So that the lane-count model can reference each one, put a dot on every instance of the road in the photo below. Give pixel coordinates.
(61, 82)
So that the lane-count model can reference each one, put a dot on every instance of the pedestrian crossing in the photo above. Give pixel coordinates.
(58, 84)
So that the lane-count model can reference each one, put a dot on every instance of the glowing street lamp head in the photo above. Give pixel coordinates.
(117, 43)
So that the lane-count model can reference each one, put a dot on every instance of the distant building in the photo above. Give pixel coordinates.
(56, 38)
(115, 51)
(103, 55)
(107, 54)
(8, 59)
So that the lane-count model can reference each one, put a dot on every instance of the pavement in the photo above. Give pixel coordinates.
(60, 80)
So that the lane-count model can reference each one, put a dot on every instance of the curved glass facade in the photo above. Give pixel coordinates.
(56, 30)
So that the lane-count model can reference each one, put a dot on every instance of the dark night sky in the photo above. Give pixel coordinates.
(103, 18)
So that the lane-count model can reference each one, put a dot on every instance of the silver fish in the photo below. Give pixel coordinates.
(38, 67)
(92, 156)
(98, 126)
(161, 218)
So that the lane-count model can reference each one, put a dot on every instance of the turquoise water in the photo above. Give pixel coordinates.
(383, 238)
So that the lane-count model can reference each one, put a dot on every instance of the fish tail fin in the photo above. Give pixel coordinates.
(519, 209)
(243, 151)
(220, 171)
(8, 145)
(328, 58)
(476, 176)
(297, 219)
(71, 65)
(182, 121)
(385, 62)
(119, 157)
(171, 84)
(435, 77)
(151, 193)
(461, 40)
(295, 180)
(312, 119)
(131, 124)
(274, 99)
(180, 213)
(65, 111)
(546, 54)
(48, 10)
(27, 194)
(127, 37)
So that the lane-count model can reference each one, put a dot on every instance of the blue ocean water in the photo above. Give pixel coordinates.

== == ==

Work instruction
Output the whole of the material above, exactly.

Response to this exercise
So that the lane-count model can reference each one, put a dot on every instance of the road in the photo below. Give pixel coordinates.
(61, 82)
So that the lane-count model can reference each one, put a dot on every instance of the pedestrian crossing in the photo above. Give pixel coordinates.
(58, 84)
So that the lane-count model can reference each one, put a dot on every instance of the glowing street lamp head in the photo above. Give pixel coordinates.
(117, 43)
So that the lane-count model can reference each one, put a dot on every instance of the distant building in the photo above. Give pixel coordinates.
(56, 38)
(115, 51)
(103, 55)
(107, 54)
(8, 59)
So that the lane-count model can reference each one, put a dot on every instance of the pavement in the photo above. Give pixel coordinates.
(60, 80)
So that the lane-count model can reference each one, put a dot on every instance of the curved glass facade in the photo above. Give pixel coordinates.
(56, 30)
So that the lane-count model can reference each one, put a dot on every instance of the dark night sky in the photo above. Give pixel coordinates.
(103, 18)
So that the lane-count model can reference each one, put a dot on every instance of the silver fish in the photo below. Give pixel coordinates.
(38, 67)
(92, 156)
(98, 126)
(161, 218)
So that the lane-count model can reference each one, put a dot on every instance of the turquoise water in the photo above. Give pixel coordinates.
(383, 238)
So that the lane-count model can reference each one, put a dot on every instance of the fish tail fin in the photo above. Give pixel coordinates.
(519, 209)
(243, 151)
(220, 171)
(8, 145)
(328, 58)
(476, 176)
(297, 219)
(71, 65)
(182, 121)
(385, 62)
(119, 157)
(171, 84)
(435, 77)
(151, 193)
(461, 40)
(295, 180)
(312, 119)
(131, 124)
(274, 99)
(180, 213)
(65, 111)
(546, 54)
(48, 10)
(27, 194)
(127, 37)
So that the lane-count model can reference each one, put a dot on every instance of the blue ocean water in the photo above. Give pixel coordinates.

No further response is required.